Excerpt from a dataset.
┌──

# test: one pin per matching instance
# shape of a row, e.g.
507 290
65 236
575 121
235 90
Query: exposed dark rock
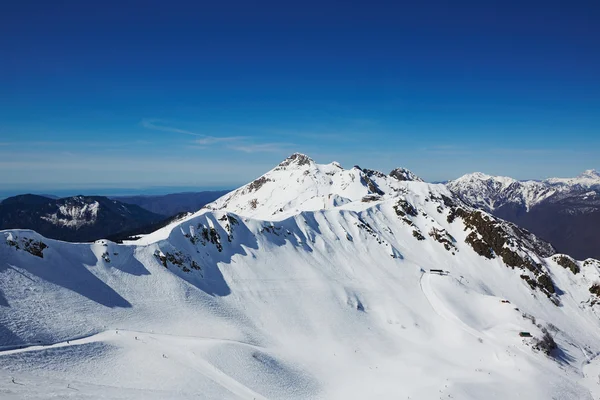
418 235
298 159
566 262
33 247
403 208
443 237
258 183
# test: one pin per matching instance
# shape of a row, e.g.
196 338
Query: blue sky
135 94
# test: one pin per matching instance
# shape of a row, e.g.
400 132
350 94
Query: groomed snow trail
438 305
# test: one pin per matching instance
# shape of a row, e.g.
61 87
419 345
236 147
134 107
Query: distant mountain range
310 282
563 211
172 204
89 218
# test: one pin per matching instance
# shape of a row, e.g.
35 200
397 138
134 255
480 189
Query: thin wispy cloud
237 143
208 140
261 147
154 125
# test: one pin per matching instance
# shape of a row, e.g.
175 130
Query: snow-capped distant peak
296 159
402 174
75 215
490 192
588 178
299 184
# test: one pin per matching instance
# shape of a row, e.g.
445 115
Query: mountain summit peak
590 173
297 159
403 174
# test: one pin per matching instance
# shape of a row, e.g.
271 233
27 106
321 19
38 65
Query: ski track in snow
119 335
279 298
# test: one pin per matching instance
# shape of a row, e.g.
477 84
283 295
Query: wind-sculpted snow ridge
363 286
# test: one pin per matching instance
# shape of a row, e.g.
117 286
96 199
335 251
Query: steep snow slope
327 302
299 184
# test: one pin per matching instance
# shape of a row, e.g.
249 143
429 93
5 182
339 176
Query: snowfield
312 282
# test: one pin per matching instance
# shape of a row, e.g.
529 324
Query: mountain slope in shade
172 204
564 211
78 218
336 302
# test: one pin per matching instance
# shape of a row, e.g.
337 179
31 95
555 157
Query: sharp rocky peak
590 173
298 159
403 174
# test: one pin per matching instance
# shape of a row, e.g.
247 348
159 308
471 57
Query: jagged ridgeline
309 270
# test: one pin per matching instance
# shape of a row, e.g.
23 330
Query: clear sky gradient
212 94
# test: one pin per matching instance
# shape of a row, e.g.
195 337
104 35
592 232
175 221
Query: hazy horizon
187 94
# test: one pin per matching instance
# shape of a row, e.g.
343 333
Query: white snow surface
588 178
490 192
330 298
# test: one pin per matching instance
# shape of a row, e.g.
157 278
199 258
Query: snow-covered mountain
299 184
564 211
492 192
312 282
77 218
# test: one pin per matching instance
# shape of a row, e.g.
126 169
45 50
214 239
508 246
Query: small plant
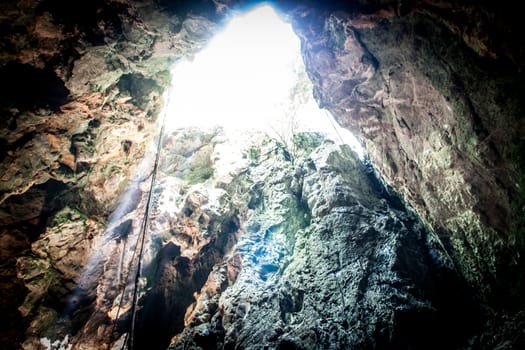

└──

Given request. Reproduce the full listing above verbatim, with no pictures included.

Solution for this task.
# test: one pin per matching instance
# shape of a row, e.g.
507 290
65 236
575 121
235 90
Query: exposed dark rock
418 235
298 159
566 262
33 247
403 208
443 237
258 183
# test: one pin per matching instance
# shape of a row, e.g.
196 338
Query: blue sky
135 94
# test: one pin per matching instance
# shape of a row, e.g.
400 132
350 94
Query: groomed snow trail
438 305
# test: one pin per matching instance
# shape of a row, e.g.
61 87
419 345
236 147
134 107
Query: distant mountain range
310 282
563 211
172 204
89 218
# test: one pin per matching instance
# shape of a row, e.g.
35 200
397 138
134 255
480 189
Query: thin wispy cloud
237 143
208 140
261 147
154 125
# test: one pin per matching instance
# shape of a row, e.g.
175 130
Query: snow-capped distant peak
296 159
402 174
75 215
490 192
588 178
299 184
# test: one pin per matching instance
# shape of a row, e.g.
445 115
Query: mountain summit peak
590 173
297 159
403 174
# test: one pin per matching instance
# shape of a row, e.g.
271 233
27 106
321 19
38 65
Query: ski track in snow
119 335
279 298
# test: one pin per matching instance
# shape of a row, e.g.
477 84
283 295
Query: wind-sculpted snow ridge
363 286
# test: one pin per matching instance
# shape of a row, e.g.
117 286
96 199
335 251
Query: steep snow slope
327 302
299 184
# test: one pin per matching instance
# shape of a row, e.g.
249 143
429 93
5 182
339 176
Query: snowfield
312 282
# test: one pin per matching instance
# shape of a row, e.g.
529 324
Query: mountain slope in shade
172 204
564 211
78 218
336 302
# test: one pin per matching instance
# shape of a row, e.g.
337 179
31 95
555 157
Query: sharp rocky peak
590 173
298 159
403 174
# test: one pin per matching instance
# shape of a row, e.g.
247 348
159 308
471 57
Query: jagged ridgeline
309 270
# test: one pin per matching instance
# shape of a row, e.g.
23 330
Query: clear sky gradient
212 94
# test: one pin per matching instance
# shape of a row, e.g.
195 337
104 35
592 232
175 221
Query: hazy horizon
187 94
# test: one pin per matching instance
# shape of a row, e.g.
343 333
Query: white snow surface
588 178
490 192
330 298
# test: one pin per matching instance
# shape of a row, e.g.
157 278
199 258
Query: snow-covered mountain
299 184
564 211
492 192
312 282
77 218
# test: one pin per matching instance
# shape of a row, e.g.
126 169
45 50
214 239
508 246
Query: small plant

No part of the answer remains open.